[Region labeling entries]
** Start **

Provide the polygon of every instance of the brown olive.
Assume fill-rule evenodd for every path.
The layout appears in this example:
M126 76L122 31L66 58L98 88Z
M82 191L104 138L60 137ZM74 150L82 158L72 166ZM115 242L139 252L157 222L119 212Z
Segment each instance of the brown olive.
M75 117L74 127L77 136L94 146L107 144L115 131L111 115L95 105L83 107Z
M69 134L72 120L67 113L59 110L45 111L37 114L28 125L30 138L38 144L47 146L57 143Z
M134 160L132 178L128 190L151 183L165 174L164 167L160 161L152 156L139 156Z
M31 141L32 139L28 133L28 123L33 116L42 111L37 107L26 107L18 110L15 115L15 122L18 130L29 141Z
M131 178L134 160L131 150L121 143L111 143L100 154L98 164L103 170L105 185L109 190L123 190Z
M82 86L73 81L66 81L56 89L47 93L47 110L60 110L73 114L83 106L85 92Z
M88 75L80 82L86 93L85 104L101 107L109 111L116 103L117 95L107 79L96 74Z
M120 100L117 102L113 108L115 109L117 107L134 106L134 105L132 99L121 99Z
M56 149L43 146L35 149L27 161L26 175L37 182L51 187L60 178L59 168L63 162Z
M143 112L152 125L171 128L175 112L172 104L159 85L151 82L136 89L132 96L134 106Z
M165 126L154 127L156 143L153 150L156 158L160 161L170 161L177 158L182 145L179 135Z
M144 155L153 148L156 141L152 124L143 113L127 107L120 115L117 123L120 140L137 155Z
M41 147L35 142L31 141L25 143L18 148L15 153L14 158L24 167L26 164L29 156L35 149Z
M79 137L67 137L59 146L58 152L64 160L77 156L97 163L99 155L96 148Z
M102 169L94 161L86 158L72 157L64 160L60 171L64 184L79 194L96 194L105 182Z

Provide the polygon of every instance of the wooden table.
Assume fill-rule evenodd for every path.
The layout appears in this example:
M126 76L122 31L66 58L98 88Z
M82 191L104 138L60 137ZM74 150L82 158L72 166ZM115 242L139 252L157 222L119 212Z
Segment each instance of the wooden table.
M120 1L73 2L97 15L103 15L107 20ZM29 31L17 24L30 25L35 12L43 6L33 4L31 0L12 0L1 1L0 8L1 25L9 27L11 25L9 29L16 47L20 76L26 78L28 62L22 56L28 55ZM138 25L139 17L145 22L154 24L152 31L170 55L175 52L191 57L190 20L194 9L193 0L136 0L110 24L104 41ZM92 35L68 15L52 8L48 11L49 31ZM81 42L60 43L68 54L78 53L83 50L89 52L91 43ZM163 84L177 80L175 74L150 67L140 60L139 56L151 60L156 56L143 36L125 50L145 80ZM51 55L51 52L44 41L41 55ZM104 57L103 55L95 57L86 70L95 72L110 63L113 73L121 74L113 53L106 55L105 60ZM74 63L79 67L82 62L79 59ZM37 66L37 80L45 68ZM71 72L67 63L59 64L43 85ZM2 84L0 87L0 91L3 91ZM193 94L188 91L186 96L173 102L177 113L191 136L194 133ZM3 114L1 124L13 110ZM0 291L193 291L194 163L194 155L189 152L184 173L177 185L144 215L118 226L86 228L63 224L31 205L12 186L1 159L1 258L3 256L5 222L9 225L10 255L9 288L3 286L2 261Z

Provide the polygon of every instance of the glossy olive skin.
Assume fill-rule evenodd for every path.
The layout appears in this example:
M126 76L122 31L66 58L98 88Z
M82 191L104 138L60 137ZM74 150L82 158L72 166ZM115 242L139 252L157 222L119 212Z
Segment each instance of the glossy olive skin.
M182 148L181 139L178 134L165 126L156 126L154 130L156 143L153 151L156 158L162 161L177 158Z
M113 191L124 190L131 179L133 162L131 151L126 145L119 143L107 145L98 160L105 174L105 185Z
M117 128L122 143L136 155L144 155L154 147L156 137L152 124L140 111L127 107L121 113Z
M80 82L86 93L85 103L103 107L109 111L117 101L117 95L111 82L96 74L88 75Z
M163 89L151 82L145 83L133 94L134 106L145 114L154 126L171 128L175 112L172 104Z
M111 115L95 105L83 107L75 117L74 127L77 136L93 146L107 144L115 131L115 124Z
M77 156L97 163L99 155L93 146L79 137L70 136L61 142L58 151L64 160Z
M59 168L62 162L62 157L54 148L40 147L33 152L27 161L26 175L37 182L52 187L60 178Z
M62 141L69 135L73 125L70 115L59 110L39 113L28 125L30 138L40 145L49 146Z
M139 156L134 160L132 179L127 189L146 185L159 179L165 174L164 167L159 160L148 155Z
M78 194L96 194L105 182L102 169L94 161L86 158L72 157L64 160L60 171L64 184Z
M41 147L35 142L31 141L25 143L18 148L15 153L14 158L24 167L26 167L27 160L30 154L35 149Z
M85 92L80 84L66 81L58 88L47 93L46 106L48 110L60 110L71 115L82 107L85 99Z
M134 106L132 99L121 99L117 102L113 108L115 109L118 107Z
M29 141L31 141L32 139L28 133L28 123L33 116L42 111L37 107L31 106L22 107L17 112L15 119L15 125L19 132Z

** End **

#### The exercise
Print the lines between the line containing "Provide the polygon of every instance of the wooden" and the line containing "M120 1L73 2L97", inclusive, repeating them exactly.

#### Response to this task
Provide the polygon of every instance of the wooden table.
Assume fill-rule evenodd for every path.
The layout appears in this example:
M126 76L122 31L66 58L98 88Z
M82 191L104 138L60 137ZM74 150L82 158L72 166ZM115 242L139 252L157 222L119 212Z
Segment each instance of the wooden table.
M120 1L73 2L97 15L103 15L107 20ZM29 31L17 24L30 25L35 12L43 6L33 4L31 0L12 0L1 1L0 8L1 25L9 27L11 25L9 29L16 47L20 76L26 78L28 62L22 56L28 55ZM138 25L139 17L145 22L154 24L152 31L170 55L175 52L191 57L190 20L194 9L193 0L136 0L110 24L104 41ZM92 35L68 15L52 8L48 11L49 31ZM81 42L60 43L68 54L78 53L83 50L89 52L91 43ZM163 84L177 80L175 74L150 67L140 60L139 56L151 60L156 56L143 36L125 50L145 80ZM51 55L51 52L44 41L41 55ZM104 57L103 55L95 57L86 70L95 72L110 63L113 73L121 74L113 53L106 55L105 60ZM74 63L79 67L82 62L79 59ZM37 66L37 80L45 68ZM71 72L67 63L59 64L43 85ZM2 84L0 87L0 91L3 91ZM193 94L188 91L186 96L173 102L177 113L191 136L194 133ZM3 114L1 124L13 110ZM0 291L193 291L194 163L194 155L189 152L184 173L177 185L144 215L118 226L86 228L63 224L31 205L12 186L1 159L1 258L3 256L5 222L9 225L10 255L9 288L3 286L2 261Z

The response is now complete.